What to work on: Every line of the material below must be repeated exactly.

Working data:
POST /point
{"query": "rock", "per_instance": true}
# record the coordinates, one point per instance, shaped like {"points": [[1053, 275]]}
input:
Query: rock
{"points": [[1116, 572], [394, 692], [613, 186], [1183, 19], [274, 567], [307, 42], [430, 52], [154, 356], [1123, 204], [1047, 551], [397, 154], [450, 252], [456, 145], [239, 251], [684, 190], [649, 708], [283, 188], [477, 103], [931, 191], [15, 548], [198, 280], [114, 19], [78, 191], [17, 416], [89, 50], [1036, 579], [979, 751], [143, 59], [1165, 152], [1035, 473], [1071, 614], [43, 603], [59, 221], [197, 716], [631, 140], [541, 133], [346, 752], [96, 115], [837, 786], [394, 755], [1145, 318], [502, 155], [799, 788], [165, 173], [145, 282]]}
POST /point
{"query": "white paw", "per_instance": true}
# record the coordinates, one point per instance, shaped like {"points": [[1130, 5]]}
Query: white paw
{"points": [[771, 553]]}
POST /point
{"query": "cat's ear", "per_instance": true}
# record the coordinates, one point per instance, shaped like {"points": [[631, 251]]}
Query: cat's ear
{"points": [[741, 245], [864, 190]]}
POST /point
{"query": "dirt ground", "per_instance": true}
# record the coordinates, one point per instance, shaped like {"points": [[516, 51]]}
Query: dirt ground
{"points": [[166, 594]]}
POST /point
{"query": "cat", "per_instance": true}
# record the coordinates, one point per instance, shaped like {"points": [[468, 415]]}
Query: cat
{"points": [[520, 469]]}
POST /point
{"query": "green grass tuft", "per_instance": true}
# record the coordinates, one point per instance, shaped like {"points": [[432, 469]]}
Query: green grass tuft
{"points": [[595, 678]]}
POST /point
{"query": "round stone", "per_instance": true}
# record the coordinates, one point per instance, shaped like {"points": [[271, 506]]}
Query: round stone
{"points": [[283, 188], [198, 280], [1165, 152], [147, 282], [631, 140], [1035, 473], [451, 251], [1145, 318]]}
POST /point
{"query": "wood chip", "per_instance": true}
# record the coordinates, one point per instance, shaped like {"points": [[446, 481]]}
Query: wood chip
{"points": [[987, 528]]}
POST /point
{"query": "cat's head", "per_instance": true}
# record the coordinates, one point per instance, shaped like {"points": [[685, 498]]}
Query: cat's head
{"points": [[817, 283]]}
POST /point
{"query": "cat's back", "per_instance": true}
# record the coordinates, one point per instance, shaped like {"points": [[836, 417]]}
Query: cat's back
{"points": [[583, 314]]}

Response to this task:
POST /point
{"query": "rock", "per_instance": true}
# record the coordinates, one point per instance, shaped like {"points": [[1053, 275]]}
input:
Query: rock
{"points": [[1116, 572], [394, 692], [613, 186], [1183, 19], [274, 567], [307, 42], [430, 52], [154, 356], [1123, 204], [1047, 551], [397, 154], [450, 252], [456, 145], [239, 251], [684, 190], [649, 708], [283, 188], [477, 103], [931, 191], [15, 548], [198, 280], [114, 19], [78, 191], [17, 416], [89, 50], [1036, 579], [979, 751], [143, 59], [1165, 152], [1035, 473], [1071, 614], [43, 603], [59, 221], [197, 716], [631, 140], [541, 133], [346, 752], [96, 115], [837, 786], [394, 755], [1145, 318], [502, 155], [799, 788], [165, 173], [145, 282]]}
POST /point
{"query": "white paw", "per_instance": true}
# record the coordinates, one point per instance, shaped like {"points": [[1130, 5]]}
Query: white paw
{"points": [[771, 553]]}
POST /point
{"query": "cat's ear", "per_instance": true}
# record the coordinates, one point per instance, shaped like {"points": [[631, 251]]}
Query: cat's ear
{"points": [[741, 245], [864, 190]]}
POST /point
{"query": "dirt ground", "per_instance": true}
# record the coordinates, one point per instance, shaped like {"points": [[516, 51]]}
Query: dirt ground
{"points": [[166, 594]]}
POST /point
{"query": "cat", "per_instance": true}
# record the coordinates, one point per instance, shaped like {"points": [[468, 415]]}
Query: cat
{"points": [[520, 469]]}
POST /point
{"query": "green grass tuft", "per_instance": true}
# record the coordinates, one point per instance, shaped like {"points": [[432, 469]]}
Query: green grass tuft
{"points": [[595, 678]]}
POST /point
{"query": "round stone", "per_instance": true}
# record the coordinates, one point per instance, shaped like {"points": [[271, 506]]}
Query: round stone
{"points": [[283, 188], [198, 280], [1165, 152], [147, 282], [631, 140], [1035, 473], [451, 251], [1145, 318]]}
POST /point
{"query": "wood chip", "per_instance": true}
# record the coordinates, one point per instance, shaped like {"points": [[446, 481]]}
Query: wood chip
{"points": [[987, 528]]}
POST /point
{"query": "cat's head", "per_instance": true}
# record the coordinates, one point per instance, shaped like {"points": [[685, 498]]}
Query: cat's head
{"points": [[817, 283]]}
POST /point
{"query": "cat's back", "per_instance": true}
# record the coordinates, one point per instance, shaped like {"points": [[836, 417]]}
Query: cat's back
{"points": [[583, 314]]}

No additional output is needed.